━━━━━ DATA ENTRIES ━━━━━

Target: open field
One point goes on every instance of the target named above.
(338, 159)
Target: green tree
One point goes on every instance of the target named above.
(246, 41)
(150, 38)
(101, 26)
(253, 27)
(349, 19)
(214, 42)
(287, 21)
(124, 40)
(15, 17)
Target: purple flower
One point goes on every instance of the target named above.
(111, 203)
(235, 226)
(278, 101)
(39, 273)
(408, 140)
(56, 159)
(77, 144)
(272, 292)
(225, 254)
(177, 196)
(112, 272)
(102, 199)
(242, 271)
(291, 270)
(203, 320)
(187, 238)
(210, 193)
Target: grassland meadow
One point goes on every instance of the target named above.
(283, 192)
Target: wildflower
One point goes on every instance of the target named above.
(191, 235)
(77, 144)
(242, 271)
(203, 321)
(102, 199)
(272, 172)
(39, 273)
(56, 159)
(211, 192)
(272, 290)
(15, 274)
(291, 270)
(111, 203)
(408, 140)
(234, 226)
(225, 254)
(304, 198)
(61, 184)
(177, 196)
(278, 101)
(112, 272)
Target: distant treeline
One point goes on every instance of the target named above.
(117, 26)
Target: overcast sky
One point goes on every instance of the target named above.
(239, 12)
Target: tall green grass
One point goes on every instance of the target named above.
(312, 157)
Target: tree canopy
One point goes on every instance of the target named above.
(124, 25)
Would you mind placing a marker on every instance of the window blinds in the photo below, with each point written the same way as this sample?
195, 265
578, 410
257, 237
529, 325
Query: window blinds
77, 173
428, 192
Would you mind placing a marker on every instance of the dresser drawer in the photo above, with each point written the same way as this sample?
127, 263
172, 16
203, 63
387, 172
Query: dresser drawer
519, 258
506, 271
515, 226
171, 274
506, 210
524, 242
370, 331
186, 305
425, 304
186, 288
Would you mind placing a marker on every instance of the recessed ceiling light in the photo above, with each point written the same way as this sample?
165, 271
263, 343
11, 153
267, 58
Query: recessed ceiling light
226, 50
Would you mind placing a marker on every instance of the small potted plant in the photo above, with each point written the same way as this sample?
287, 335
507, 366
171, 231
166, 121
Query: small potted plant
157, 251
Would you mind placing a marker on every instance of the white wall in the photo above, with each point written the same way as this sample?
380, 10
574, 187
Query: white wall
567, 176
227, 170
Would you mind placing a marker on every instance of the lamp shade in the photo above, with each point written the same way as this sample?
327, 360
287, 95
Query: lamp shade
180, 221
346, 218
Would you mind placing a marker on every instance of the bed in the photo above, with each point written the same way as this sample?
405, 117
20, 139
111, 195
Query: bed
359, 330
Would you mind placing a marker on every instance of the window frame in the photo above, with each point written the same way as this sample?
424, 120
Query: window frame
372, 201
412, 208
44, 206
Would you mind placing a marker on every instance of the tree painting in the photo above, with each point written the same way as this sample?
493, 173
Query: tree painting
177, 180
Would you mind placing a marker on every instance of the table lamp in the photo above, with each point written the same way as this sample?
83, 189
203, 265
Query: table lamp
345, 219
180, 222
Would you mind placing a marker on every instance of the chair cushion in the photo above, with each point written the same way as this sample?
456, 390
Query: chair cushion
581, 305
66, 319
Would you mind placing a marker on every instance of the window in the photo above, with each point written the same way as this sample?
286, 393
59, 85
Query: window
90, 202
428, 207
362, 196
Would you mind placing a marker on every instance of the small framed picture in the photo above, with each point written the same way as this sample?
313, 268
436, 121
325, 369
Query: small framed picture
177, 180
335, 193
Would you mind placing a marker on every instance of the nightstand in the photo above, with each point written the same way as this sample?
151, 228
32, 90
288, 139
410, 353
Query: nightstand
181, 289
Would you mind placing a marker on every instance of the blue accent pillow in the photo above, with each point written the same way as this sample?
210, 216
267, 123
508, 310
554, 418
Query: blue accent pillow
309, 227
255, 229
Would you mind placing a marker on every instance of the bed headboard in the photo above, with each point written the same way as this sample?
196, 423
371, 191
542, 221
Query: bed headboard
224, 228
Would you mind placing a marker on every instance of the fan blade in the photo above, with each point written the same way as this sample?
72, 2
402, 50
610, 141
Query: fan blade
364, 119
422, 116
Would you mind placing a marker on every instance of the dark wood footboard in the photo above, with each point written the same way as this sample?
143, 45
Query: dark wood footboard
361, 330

━━━━━

STATED EXERCISE:
Nothing in the listing may be changed; retype it all exactly.

EXERCISE RESULT:
Target: open field
One point goes on every instance of the target named above.
(338, 159)
Target: green tree
One point goes on every instance of the target named above.
(246, 41)
(150, 38)
(101, 26)
(253, 27)
(349, 19)
(214, 42)
(287, 21)
(124, 40)
(15, 17)
Target: purple flower
One point goes on every instance of the target named above.
(111, 203)
(235, 226)
(278, 101)
(39, 273)
(408, 140)
(56, 159)
(77, 144)
(272, 292)
(225, 254)
(177, 196)
(112, 272)
(102, 199)
(242, 271)
(291, 270)
(203, 320)
(187, 238)
(210, 193)
Target: grassland meadow
One point goes on every instance of the target named above.
(283, 192)
Target: wildflower
One point goes on every instance of the target named above.
(191, 235)
(77, 144)
(242, 271)
(203, 321)
(102, 199)
(272, 172)
(39, 273)
(56, 159)
(211, 192)
(272, 290)
(15, 274)
(291, 270)
(111, 203)
(408, 140)
(234, 226)
(225, 254)
(304, 198)
(61, 184)
(177, 196)
(278, 101)
(112, 272)
Target: distant treeline
One point goes on every instance of the target named above.
(117, 26)
Target: overcast sky
One point goes on every instance of the target named above.
(239, 12)
Target: tall green grass
One point goes on every instance of the target named above.
(312, 157)
Target: tree canopy
One point goes on every instance of the target named above.
(124, 25)
Would you mind placing a marker on every instance of the window blinds in the photo below, with each point written the same way as this sample?
195, 265
578, 410
257, 237
529, 325
Query: window blinds
77, 173
428, 192
Would you mind placing a marker on every instance of the dresser drawer in the photo above, with each point written the same way as this sample?
127, 263
172, 16
203, 63
387, 172
Query: dresser drawer
519, 258
506, 271
515, 226
171, 274
506, 210
524, 242
370, 331
186, 305
425, 304
186, 288
Would you mind placing a marker on every instance of the recessed ceiling light in the photo above, with each point written the same way as this sample?
165, 271
263, 343
11, 153
267, 58
Query: recessed ceiling light
226, 50
Would you mind placing a marker on every instance of the small potted plant in the photo above, with each point written the same way as this sample?
287, 335
507, 366
171, 231
166, 121
Query: small potted plant
157, 251
Would you mind placing a marker on every instance of the white wall in the photo above, with each point written the same way as this sample?
380, 10
574, 187
Query: white wall
567, 176
227, 170
Would you mind placing a marker on every instance of the lamp shade in the photo above, with each point written the same way as this sample?
327, 360
287, 95
Query: lamp shade
180, 221
346, 218
Would you mind placing a marker on every instance of the bed in the photo above, with each point written the same way as this sample?
405, 117
20, 139
111, 195
Query: bed
359, 330
Would you mind placing a marker on every instance of the window frame in the photo above, with each point written the same way as this sample?
424, 120
Query: window frame
372, 201
412, 208
44, 206
Would you mind placing a marker on every instance of the tree painting in the photo above, with each point written the same way as this sample?
493, 173
Query: tree painting
177, 180
Would you mind placing a marker on every instance of the table lamp in the photo above, with each point written the same way as this sample?
83, 189
203, 265
Query: table lamp
345, 219
180, 222
Would you mind placing a marker on every instance of the chair cushion in the photo above, with each point written the same way as this sample?
456, 390
Query: chair cushion
581, 305
66, 319
Would you mind placing a marker on every instance of the window in the photo above, with each point written the same way as this sample?
286, 393
59, 85
Query: window
90, 202
428, 207
362, 196
Would you mind placing a marker on every instance of the small framed picture in the photo above, with each point written the same way as this sample?
313, 268
436, 121
325, 369
Query: small framed picture
177, 180
335, 193
Would you mind placing a marker on every instance of the nightstand in the photo above, with each point written the same way as this sample?
151, 228
32, 90
288, 139
410, 353
Query: nightstand
181, 289
Would you mind placing a marker on every instance of the blue accent pillow in the photo above, with each point written the same way as this sample?
210, 216
267, 123
508, 310
554, 418
Query: blue accent pillow
309, 227
255, 229
Would you mind placing a marker on every instance of the bed headboard in the photo above, with each point written the same way as this sample?
196, 423
371, 191
542, 221
Query: bed headboard
224, 228
Would you mind placing a marker on every instance of the fan blade in the photo above, with each point written the same way as this sample?
72, 2
402, 50
610, 141
Query: fan blade
364, 119
422, 116
Would you mind placing a marker on every instance of the dark wood footboard in the photo above, with each point written the same way as this sample?
143, 45
Query: dark wood footboard
361, 330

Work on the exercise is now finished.